__STATED GOAL 1__. Write out the part of the lesson plan description between "The teacher notes" and "for this lesson.", inclusive.
### READING TEXT
Lesson Objective and Overview: Earliest Peoples in America teaches students all about how the American continent was populated and who were the first indigenous peoples. Students will learn about how indigenous populations use the natural resources of an area to form their unique cultures and how stories and myths that explain natural events are essential to the culture of early people migrating to the Americas. This lesson is for students in 3rd grade, 4th grade, and 5th grade.

Classroom Procedure

Every lesson plan provides you with a classroom procedure page that outlines a step-by-step guide to follow. You do not have to follow the guide exactly. The guide helps you organize the lesson and details when to hand out worksheets. It also lists information in the yellow box that you might find useful. You will find the lesson objectives, state standards, and number of class sessions the lesson should take to complete in this area. In addition, it describes the supplies you will need as well as what and how you need to prepare beforehand. The supplies you will need for this lesson are pencils, pens, and highlighters.

Options for Lesson

Included with this lesson is an “Options for Lesson” section that lists a number of suggestions for activities to add to the lesson or substitutions for the ones already in the lesson. The only suggested addition to this lesson is to have your students use the website linked in the Options for Lesson section to find fun outdoor games that your students can play just like the early American people did.

Teacher Notes

The teacher notes page includes a paragraph with additional guidelines and things to think about as you begin to plan your lesson. This page also includes lines that you can use to add your own notes as you’re preparing for this lesson.
######
__STATED GOAL 2__. In the listing below, update the lines between the one holding "target: shadow on wall" and the end of the listing, inclusive, so that "shadow on wall" becomes "shadow on ceiling" and nothing else changes. Give only those lines.
### SUPPLIED MATERIAL
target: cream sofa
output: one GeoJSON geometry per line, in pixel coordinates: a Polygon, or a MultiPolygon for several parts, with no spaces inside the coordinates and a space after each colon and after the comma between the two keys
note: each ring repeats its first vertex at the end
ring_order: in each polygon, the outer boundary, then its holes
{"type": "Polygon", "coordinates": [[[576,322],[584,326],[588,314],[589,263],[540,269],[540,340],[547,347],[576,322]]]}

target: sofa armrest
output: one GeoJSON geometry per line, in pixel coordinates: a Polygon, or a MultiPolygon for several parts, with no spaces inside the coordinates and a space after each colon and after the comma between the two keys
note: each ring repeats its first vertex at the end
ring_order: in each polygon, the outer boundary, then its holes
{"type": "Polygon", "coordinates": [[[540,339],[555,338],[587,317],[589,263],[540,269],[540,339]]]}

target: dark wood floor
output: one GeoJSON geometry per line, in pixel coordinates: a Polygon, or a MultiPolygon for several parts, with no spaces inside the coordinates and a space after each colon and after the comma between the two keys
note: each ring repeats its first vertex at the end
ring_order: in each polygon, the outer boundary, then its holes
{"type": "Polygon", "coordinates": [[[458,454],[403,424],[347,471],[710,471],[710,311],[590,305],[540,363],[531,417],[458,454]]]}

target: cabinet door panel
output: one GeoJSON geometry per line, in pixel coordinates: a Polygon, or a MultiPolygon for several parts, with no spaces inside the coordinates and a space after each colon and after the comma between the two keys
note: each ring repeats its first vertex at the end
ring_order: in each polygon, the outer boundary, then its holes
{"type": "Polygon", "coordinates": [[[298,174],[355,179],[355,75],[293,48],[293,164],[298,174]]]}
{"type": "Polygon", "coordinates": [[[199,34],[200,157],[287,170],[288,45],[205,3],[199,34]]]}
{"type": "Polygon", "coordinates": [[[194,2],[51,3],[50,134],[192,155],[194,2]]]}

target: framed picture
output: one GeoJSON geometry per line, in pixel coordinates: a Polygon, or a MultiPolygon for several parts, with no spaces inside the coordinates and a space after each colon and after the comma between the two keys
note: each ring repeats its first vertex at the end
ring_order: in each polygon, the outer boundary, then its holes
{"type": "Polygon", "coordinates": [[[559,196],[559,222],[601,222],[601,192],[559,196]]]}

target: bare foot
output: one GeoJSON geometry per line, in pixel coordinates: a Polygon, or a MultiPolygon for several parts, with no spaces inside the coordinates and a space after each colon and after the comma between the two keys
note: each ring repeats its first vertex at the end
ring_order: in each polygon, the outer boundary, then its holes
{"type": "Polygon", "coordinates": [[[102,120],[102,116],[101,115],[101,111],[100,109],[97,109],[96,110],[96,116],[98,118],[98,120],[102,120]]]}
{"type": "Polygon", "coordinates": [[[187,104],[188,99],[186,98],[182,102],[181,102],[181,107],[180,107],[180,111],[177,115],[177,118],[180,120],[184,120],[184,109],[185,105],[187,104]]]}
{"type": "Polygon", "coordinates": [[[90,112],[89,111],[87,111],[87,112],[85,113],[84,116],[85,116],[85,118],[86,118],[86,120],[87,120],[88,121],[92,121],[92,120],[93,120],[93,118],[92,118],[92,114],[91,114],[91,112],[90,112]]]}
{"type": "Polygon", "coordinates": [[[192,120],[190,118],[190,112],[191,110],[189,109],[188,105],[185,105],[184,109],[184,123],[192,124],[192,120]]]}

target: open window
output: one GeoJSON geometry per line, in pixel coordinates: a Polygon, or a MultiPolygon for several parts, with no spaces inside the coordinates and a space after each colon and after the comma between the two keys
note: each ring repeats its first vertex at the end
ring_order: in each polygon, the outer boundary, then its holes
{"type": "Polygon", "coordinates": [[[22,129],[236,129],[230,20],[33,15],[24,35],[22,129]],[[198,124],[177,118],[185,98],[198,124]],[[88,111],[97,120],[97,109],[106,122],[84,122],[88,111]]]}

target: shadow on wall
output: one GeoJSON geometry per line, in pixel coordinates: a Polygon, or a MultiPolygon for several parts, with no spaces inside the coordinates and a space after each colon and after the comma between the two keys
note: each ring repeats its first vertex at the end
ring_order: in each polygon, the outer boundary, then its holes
######
__FINAL RESULT 1__.
The teacher notes page includes a paragraph with additional guidelines and things to think about as you begin to plan your lesson. This page also includes lines that you can use to add your own notes as you’re preparing for this lesson.

__FINAL RESULT 2__.
target: shadow on ceiling
output: one GeoJSON geometry per line, in pixel coordinates: a Polygon, or a MultiPolygon for several parts, with no spaces inside the coordinates and a space after each colon and after the comma between the two keys
note: each ring repeats its first vertex at the end
ring_order: in each polygon, the outer boundary, then its holes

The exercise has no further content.